◆ **Compiti scritti**
1: Nel testo fornito sull'arte del soggetto, con quale aggettivo Marco Scotini definisce l'idea di Flavio, e cosa intende con quel termine?
2: Riprendi il testo fornito sull'arte del soggetto e continualo subito dopo la sua ultima frase.

◆ **Testo fornito**
______________________________

Come reagisci, Marco, a questa idea di privatezza ma, direi di più, a questa rivendicazione forte della soggettività?

Marco Scotini: «L’idea di Flavio non è sbagliata per principio, è solo un po’ ‘tolemaica’, cioè storicamente arretrata. Come in tutti i grandi periodi di trasformazione possono continuare a esserci delle sopravvivenze. Che intendo dire? Che l’arte e la cultura sono sempre produzioni storicamente determinate e il concetto di un’arte del soggetto, di un’arte “interiore” (psicologica e privata), ha fatto il suo tempo. Ha accompagnato l’ascesa e il declino di una classe sociale precisa. Se ci interessa ancora l’arte come vettore di libertà, desiderio e innovazione non potremo più pensarla come “interiorità”. Da un lato: cos’è l’interiorità al tempo di Facebook e di Twitter? Dall’altro: non si vorrà per caso pensare che l’introduzione dei mercati finanziari nell’economia artistica abbia a che fare con l’arte in un senso strutturale? L’idea di un’arte del soggetto è stata quella borghese e non potrà più essere tale. A meno che quest’idea si voglia forzare dentro un sistema neofeudale come quello attuale che cerca di ristabilire i soggetti e le procedure della vecchia arte al costo di investimenti finanziari e forme repressive ufficiali. I van Gogh e gli Artaud (vere essenze di quell’idea) non possono più esserci, ma neppure c’erano al tempo di Leonardo o Simone Martini. Il problema non è solo quello del soggetto-artista ma di tutte le istituzioni che attorno gli sono state create. Queste funzioni oggi (come il museo, ecc.) sono integrate e non costituiscono un problema per nessuno. Anzi potremmo dire l’opposto. Se mai separano le funzioni intellettuali e creative dai loro concatenamenti, le interrompono dalla propria sperimentazione, le sottraggono all’immanenza della composizione sociale per iscriverle nella valorizzazione e nel controllo esercitati dall’industria culturale. Allora che cos’è un’arte “dei e per” i molti? Non dunque un’arte per il popolo o un’arte sociale, ma un’arte dei molti. Potremo pensarla ancora dentro il suo schema occidentale e moderno? Le tradizioni dell’arte africana, quelle islamiche, quelle oceaniche come ci appaiono oggi? Queste culture ormai dislocate, le dovremo continuare a ricondurre, come Picasso, alla dimensione del soggetto? Oppure c’è dell’altro a venire?».

Un’altra critica che Favelli fa all’Arte Pubblica è rivolta al “dogma” del site specific. Ce la puoi esporre?

______________________________

◆ **Dati estratti**

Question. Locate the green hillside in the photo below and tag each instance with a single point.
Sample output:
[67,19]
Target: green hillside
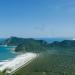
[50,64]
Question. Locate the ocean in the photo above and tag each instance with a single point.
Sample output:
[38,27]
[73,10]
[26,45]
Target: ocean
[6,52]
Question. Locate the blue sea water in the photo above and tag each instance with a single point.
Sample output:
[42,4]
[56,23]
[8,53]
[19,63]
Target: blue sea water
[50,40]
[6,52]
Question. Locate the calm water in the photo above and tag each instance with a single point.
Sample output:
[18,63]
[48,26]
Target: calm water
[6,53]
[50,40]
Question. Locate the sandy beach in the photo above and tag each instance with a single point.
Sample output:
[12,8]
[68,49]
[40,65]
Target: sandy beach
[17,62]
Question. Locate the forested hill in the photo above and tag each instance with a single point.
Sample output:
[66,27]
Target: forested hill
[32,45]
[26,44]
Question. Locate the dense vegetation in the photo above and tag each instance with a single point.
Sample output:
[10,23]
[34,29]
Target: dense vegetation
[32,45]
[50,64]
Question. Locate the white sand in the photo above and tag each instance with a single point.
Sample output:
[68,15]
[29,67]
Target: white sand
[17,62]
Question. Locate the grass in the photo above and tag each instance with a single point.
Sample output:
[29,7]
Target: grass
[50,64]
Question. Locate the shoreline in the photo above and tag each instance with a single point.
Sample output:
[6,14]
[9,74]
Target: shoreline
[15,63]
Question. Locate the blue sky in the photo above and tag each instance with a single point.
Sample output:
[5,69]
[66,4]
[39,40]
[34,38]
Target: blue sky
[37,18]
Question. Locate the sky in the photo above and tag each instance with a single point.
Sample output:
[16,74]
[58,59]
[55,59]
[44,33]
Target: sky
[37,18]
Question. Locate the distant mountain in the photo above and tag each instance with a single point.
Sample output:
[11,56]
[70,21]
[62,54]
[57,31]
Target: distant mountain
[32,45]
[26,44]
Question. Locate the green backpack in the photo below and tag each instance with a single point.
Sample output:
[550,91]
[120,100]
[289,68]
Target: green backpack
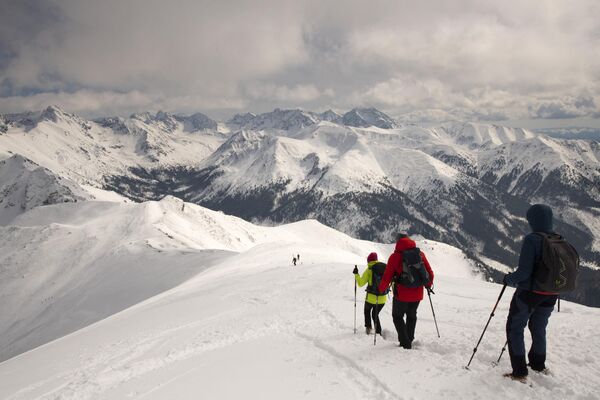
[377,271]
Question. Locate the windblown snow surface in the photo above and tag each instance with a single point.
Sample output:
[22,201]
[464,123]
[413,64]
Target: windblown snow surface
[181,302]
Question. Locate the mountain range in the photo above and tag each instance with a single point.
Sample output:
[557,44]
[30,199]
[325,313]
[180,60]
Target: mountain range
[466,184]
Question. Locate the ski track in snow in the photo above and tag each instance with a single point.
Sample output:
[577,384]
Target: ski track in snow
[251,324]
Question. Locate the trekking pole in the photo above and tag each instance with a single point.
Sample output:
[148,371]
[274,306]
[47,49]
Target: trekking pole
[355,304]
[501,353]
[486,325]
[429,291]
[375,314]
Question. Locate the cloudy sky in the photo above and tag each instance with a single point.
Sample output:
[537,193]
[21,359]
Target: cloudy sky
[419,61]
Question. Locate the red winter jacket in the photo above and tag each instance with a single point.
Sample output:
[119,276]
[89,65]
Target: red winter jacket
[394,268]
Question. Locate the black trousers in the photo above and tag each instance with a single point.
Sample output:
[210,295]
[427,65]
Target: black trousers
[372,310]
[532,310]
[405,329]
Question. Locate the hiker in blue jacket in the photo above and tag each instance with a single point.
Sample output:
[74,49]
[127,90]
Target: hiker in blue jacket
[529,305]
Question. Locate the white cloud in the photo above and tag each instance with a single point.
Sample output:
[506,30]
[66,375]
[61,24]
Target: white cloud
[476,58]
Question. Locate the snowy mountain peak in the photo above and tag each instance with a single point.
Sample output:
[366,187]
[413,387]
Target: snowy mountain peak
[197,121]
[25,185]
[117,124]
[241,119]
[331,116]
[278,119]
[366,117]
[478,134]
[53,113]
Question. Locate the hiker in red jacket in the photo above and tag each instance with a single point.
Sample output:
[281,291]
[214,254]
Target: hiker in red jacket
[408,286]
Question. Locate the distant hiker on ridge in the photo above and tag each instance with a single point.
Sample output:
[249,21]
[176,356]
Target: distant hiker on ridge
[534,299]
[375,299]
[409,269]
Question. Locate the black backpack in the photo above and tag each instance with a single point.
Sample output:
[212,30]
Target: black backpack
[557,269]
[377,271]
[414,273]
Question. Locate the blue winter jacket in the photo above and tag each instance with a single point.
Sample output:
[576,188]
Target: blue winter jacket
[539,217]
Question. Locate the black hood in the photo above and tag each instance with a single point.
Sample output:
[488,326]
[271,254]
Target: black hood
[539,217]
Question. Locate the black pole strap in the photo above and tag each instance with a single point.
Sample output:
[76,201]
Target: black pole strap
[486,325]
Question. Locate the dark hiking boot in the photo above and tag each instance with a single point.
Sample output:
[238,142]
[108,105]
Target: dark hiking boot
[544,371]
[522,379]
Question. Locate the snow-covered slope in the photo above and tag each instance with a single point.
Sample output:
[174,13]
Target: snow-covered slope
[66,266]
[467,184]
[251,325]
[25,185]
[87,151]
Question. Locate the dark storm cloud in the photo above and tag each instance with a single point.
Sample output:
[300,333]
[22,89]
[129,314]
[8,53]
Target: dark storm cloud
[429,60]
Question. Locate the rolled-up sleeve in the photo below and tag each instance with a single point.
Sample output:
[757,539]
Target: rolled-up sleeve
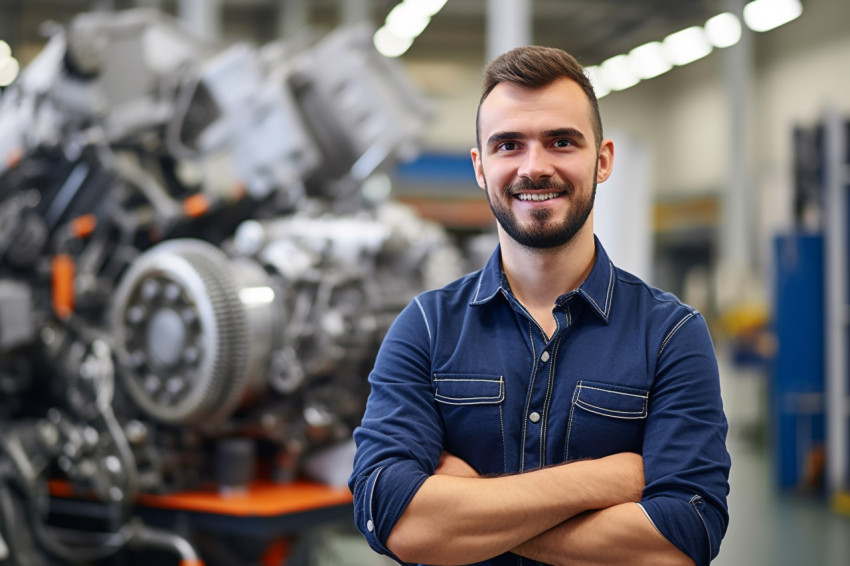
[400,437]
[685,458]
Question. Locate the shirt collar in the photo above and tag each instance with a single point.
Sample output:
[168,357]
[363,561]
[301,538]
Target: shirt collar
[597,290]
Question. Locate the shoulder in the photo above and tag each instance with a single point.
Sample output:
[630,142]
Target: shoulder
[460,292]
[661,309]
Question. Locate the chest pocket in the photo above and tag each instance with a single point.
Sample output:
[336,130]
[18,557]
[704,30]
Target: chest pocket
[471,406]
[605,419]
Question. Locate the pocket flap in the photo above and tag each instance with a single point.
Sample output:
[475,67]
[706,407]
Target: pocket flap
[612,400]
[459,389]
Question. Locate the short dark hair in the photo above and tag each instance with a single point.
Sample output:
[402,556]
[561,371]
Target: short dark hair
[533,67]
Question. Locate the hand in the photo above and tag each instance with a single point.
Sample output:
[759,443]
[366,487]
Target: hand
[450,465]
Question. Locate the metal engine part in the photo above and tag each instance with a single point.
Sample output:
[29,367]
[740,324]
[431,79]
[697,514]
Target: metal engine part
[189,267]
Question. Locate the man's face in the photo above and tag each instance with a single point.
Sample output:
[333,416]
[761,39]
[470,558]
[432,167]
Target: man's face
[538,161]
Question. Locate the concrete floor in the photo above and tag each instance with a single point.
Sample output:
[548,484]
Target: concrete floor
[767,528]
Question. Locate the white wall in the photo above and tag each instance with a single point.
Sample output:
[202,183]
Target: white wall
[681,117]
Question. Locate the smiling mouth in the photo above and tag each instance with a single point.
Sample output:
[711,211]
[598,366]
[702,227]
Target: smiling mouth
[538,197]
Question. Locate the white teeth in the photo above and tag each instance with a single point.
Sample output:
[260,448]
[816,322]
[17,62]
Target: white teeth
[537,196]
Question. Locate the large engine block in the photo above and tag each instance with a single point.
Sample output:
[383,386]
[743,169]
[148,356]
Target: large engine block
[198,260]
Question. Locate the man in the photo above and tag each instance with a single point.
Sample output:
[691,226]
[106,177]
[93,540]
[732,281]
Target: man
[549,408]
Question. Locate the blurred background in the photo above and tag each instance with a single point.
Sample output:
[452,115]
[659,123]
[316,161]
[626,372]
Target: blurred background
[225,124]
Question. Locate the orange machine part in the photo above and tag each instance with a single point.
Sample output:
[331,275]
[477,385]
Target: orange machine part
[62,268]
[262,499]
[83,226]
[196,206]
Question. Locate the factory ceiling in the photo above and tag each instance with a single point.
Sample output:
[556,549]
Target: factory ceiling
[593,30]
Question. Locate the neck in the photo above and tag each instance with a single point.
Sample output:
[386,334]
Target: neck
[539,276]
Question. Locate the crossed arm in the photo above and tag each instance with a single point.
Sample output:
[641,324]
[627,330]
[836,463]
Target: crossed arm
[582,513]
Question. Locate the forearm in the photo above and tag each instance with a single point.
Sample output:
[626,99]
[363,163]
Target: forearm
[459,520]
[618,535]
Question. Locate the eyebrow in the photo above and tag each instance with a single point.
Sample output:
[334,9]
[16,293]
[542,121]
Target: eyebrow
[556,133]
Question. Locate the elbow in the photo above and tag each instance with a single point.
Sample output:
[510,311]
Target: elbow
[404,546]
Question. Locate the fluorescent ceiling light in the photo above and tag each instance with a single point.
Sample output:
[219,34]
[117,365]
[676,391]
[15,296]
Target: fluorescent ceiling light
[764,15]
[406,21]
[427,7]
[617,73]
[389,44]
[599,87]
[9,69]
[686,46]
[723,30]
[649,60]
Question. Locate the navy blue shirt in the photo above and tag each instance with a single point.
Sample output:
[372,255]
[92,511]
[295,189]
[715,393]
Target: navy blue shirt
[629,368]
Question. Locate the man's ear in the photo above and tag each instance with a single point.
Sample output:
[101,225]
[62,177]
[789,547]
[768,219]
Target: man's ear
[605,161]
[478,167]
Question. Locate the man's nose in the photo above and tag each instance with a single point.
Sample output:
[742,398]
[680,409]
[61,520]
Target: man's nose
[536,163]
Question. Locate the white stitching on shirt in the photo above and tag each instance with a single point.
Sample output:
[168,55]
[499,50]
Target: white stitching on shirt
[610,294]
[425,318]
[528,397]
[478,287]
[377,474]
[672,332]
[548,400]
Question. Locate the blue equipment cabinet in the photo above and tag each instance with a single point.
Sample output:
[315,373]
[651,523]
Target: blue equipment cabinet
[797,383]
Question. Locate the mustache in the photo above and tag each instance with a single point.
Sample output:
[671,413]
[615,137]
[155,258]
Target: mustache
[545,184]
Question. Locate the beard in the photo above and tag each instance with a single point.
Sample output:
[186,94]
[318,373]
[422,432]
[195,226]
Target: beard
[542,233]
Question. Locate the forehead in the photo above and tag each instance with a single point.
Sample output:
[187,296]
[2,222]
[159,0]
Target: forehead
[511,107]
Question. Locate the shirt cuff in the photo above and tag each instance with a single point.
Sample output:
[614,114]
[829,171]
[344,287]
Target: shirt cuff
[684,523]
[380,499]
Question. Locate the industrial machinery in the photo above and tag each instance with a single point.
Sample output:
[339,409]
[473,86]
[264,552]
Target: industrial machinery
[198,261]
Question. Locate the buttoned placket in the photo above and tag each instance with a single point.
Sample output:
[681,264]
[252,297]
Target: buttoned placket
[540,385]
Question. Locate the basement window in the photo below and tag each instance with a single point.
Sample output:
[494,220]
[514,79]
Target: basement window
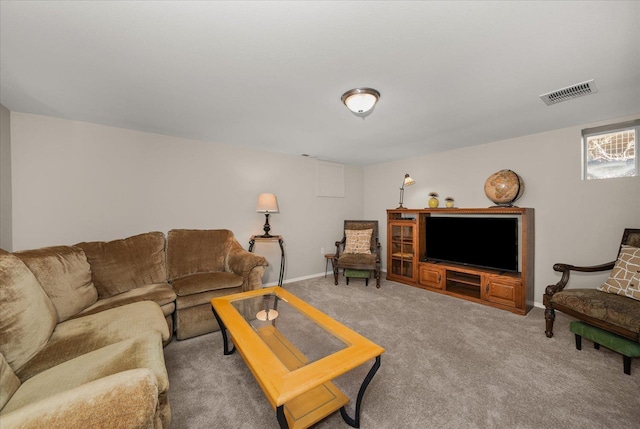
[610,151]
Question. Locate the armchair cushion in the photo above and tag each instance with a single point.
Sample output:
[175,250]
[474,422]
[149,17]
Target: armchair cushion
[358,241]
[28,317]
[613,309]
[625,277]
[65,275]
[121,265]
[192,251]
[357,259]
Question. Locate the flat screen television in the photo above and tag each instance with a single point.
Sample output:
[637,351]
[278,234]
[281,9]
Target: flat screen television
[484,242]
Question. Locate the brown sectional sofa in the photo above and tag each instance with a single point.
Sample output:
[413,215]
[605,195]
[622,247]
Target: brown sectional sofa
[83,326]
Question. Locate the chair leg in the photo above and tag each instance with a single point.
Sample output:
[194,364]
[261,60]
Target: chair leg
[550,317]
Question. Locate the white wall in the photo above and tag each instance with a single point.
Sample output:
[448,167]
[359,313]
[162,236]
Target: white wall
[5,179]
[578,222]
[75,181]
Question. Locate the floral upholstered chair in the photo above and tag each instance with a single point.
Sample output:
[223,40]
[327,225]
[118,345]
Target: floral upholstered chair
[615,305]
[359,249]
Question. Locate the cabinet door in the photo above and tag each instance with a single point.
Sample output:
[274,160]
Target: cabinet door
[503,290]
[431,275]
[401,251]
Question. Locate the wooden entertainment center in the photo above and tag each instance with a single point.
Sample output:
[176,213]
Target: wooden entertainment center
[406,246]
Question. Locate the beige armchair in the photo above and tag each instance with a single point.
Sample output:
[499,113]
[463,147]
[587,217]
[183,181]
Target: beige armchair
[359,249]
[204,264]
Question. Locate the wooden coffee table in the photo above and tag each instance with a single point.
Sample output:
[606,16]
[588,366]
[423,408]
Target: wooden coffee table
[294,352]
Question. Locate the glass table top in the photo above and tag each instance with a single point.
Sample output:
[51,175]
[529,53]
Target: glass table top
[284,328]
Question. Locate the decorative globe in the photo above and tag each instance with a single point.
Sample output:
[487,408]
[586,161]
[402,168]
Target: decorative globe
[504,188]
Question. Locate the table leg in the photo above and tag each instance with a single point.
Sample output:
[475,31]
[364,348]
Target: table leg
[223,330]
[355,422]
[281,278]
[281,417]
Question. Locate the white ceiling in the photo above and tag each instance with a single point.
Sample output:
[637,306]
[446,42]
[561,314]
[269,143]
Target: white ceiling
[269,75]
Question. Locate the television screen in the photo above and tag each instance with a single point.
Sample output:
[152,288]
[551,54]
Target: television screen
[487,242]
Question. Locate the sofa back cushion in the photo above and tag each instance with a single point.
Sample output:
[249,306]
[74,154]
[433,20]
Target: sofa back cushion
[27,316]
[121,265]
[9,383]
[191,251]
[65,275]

______________________________

◆ **Risposte ai compiti**
1: La definisce "tolemaica", cioè storicamente arretrata.

2:
F.F: «Oramai nei comunicati stampa appare questa specie di sigillo sinonimo di qualità: appositamente realizzato per l’occasione. Insinuando quasi la superiorità di questo tipo di opere dalle altre progettate senza contesto. Insomma, se non si realizza per l’occasione, per l’ambito e per il luogo, l’opera non è così interessante. Questo vuole dire che non si vuole più credere nell’opera, vista solo come un monolite, avulso dal milieu, che è il solo che può darle vita. Si cerca di “attivare” l’opera, renderla fruibile, renderla partecipata. Ma questa per me è superficialità. Pochi oramai parlano dell’opera. C’è anche chi esorta a fare opere più comprensibili. Mi sono accorto che ho creato molte opere che non ho mai esposto, che ho raccolto molto materiale che giace ancora nei miei spazi, che per me sono delle anticamere, che contengono, come in una tomba egizia, molte immagini che oscillano fra la mia mente e questa specie di archivi. È fortissima l’ambizione di esporre al pubblico, ma è un pubblico che non è un fine, ma solo un mezzo che forse ha solo la funzione di decretare la fine della vita dell’opera, ma solo perchè ne sto già pensando un’altra. Il pubblico serve per fare il funerale all’opera. Gli oggetti sono eterni, non come le opere. L’opera è un oggetto trasformato che è depositaria di un enorme potenziale metaforico e immaginale e le metafore sono più grandi della realtà. Oggi si preferisce guardare oltre, attorno e con intenti sociali, perchè il site specific è sempre legato comunque ad un fine propositivo, come ad esempio di chi vuole Dio nell’arte. L’arte è estranea ai bisogni. È un pensiero fortemente tradizionale pensare che l’arte abbia un significato positivo, viene in mente Tolstoj…Il Vaso di Pandora dell’arte contemporanea, per dirla con Mario Perniola, è arte, meta-arte, antiarte insieme, chi vuole portare questo mondo in una direzione impegnata va fuori tema».

Qual è invece per te, Marco, il senso del “site specific”?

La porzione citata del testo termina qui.